● **Assignment**
Apart from the images, reproduce every record word for word.

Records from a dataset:

------------------------------

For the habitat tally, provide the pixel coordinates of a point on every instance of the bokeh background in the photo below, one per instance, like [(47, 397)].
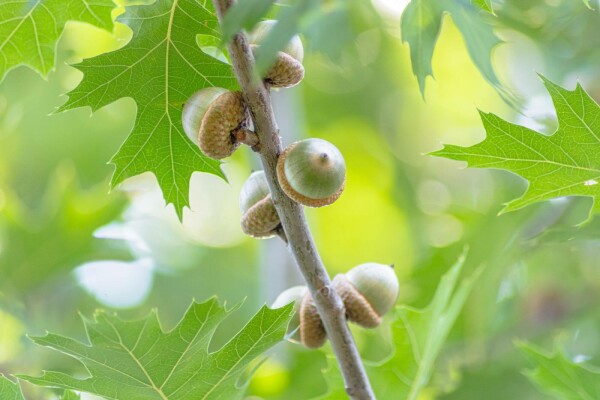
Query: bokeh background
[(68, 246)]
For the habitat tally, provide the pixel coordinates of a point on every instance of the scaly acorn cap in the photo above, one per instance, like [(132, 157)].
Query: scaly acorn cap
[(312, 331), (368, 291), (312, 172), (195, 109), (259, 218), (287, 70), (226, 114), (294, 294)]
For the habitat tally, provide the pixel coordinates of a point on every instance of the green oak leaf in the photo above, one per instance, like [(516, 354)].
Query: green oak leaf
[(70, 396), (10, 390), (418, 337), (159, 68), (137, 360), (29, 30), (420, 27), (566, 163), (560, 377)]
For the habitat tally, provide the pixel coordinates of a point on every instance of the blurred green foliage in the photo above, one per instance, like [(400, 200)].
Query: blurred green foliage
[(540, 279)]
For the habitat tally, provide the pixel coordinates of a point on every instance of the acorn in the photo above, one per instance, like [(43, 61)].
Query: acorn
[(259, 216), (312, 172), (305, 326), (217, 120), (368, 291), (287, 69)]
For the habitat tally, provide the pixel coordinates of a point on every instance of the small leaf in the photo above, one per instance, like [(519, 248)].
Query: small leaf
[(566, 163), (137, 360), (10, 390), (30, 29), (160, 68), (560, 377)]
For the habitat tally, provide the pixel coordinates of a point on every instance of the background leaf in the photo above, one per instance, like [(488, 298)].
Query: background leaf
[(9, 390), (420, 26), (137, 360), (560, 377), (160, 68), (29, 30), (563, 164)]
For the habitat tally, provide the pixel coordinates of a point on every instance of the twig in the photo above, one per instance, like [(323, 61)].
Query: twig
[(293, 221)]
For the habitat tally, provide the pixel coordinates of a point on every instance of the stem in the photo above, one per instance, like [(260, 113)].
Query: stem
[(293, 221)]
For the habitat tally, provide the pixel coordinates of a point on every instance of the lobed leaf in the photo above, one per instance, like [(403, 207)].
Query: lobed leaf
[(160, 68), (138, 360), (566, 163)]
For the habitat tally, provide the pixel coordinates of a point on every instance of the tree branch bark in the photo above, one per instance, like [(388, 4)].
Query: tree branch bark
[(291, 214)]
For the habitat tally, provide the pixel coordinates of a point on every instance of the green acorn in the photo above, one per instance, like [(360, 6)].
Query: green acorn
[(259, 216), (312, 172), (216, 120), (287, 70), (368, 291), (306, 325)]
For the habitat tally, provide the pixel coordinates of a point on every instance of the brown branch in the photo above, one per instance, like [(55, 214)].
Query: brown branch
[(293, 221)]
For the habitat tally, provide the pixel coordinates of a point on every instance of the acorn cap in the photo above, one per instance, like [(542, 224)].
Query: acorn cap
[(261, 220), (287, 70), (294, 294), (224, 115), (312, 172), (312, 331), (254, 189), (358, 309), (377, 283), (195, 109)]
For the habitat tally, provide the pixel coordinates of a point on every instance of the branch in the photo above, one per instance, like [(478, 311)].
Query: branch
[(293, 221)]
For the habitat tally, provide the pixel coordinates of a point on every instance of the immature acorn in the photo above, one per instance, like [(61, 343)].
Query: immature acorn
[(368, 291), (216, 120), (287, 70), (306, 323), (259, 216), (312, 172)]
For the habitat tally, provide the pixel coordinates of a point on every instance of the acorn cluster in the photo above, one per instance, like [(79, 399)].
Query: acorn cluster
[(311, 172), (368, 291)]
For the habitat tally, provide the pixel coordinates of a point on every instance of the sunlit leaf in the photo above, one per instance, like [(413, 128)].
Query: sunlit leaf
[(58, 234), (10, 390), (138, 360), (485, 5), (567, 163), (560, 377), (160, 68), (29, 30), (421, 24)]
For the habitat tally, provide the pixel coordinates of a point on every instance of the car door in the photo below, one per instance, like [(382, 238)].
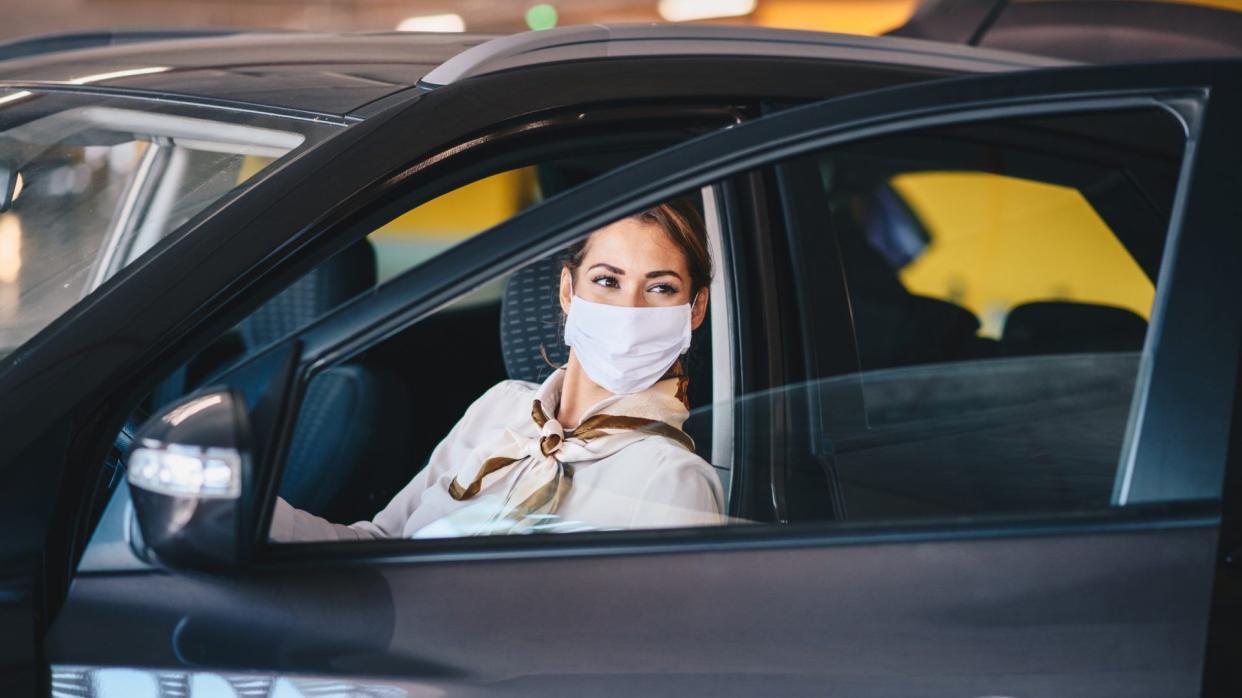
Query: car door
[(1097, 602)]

------------------------------

● **Solved problem**
For the habitat tally, provide the pixel coordinates of a point on every instance of the bokeh background in the photo below, one per instance, like [(47, 397)].
Query: bokeh background
[(68, 246)]
For the habitat tally, provide the pixel coordinates of a point on every instance of the scaly acorn cap in the photo above, one per instance, like [(132, 157)].
Query: scaly acorn cap
[(312, 331), (368, 291), (312, 172), (195, 109), (259, 218), (287, 70), (226, 114), (294, 294)]
For the habitat tally, provide the pixel coordinates of a point on every instance of the green oak leaf in the photo above, one per instance, like [(516, 354)].
Query: green oak leaf
[(70, 396), (10, 390), (418, 337), (159, 68), (137, 360), (29, 30), (420, 27), (566, 163), (560, 377)]
For the habitat tally, provide the pixel coordinates of a point on every instance of the blurred green foliage in the photo above, one per instance, like [(400, 200)].
Query: blurred green foliage
[(540, 279)]
For the habitat tally, provide the pixel coordinates of a point on every instance of the acorn in the photo above, one per instance, like [(43, 61)].
Query: acorn
[(259, 216), (312, 172), (305, 326), (217, 120), (368, 291), (287, 69)]
For the habitat tally, provide the pixel coordinates of a point on every instance of the small leaf in the photo above, one per instance, like [(519, 248)].
Query: small leaf
[(566, 163), (137, 360), (10, 390), (30, 29), (160, 68), (560, 377)]
For the habitat tally, provide the pixel coordinates of a point on every instance of the background leaf in the photo above, one per instance, like [(488, 298)].
Query: background leaf
[(9, 390), (420, 26), (137, 360), (560, 377), (160, 68), (29, 30), (563, 164)]
For the habitat tally, provide the pixel coordinates of a point on every instance of the twig in the photo above, one per instance, like [(323, 61)].
Query: twig
[(293, 221)]
For the habitat tally, provide the pixel coordinates of a point on every instance of the stem in the photo above, one per instance, like [(260, 113)].
Query: stem
[(293, 221)]
For the habitat tally, provide the pixel coordinates of a point on every instance of the lobed leaf in the photo above, one per instance, like [(403, 207)].
Query: lobed leaf
[(160, 68), (138, 360), (566, 163)]
For the habitat tally, provide the pixel coordinates of a point on every instance of the tree branch bark in the photo above, one per instance, like [(388, 4)].
Query: tree branch bark
[(291, 214)]
For the habitat tally, provide the pixel coordinates of a point on every instance of the green acorn in the photo above, one per instance, like [(360, 6)].
Query: green acorn
[(259, 216), (312, 172), (216, 120), (287, 70), (368, 291), (306, 325)]
For the habitat tally, provide the pixel coordinates of a point on every instance of the brown branch in the photo above, one per instance, like [(55, 214)].
Query: brown branch
[(293, 221)]
For the habitat tally, provide the pixel coordinates of a point on every instance of the acorn cap in the photo above, one per instance, like [(542, 224)].
Query: acorn cap
[(261, 220), (287, 70), (294, 294), (224, 115), (312, 172), (312, 331), (254, 189), (358, 309), (377, 283), (195, 109)]
For the habitat tally, provide the pixel coordinates of a point on every instance of the branch in the photo above, one per instance, like [(478, 311)].
Query: branch
[(293, 221)]
For the habitat tally, provide the pixel coordinates of a point on every instance of the immature acorn in the photo above, one per instance, like [(61, 343)].
Query: immature acorn
[(368, 291), (216, 120), (287, 70), (306, 323), (259, 216), (312, 172)]
For the habitat tally, provide the pixel coordinates of a point on every instance of the acorn cluster in the photo above, one per instance, like [(79, 399)].
Query: acorn cluster
[(311, 172), (368, 291)]
For the habitat tally, provide the pixel coordinates of a point on every instance of the sunlit leaf in the photo above, one per instance, like [(413, 128)].
Query: sunlit leaf
[(58, 234), (10, 390), (138, 360), (485, 5), (567, 163), (560, 377), (160, 68), (29, 30), (421, 24)]
For the habitat tally, provide the pixel coordinates of a point on every instance of the car door in the photo below, one per instance, like [(382, 238)].
Query: car door
[(1097, 602)]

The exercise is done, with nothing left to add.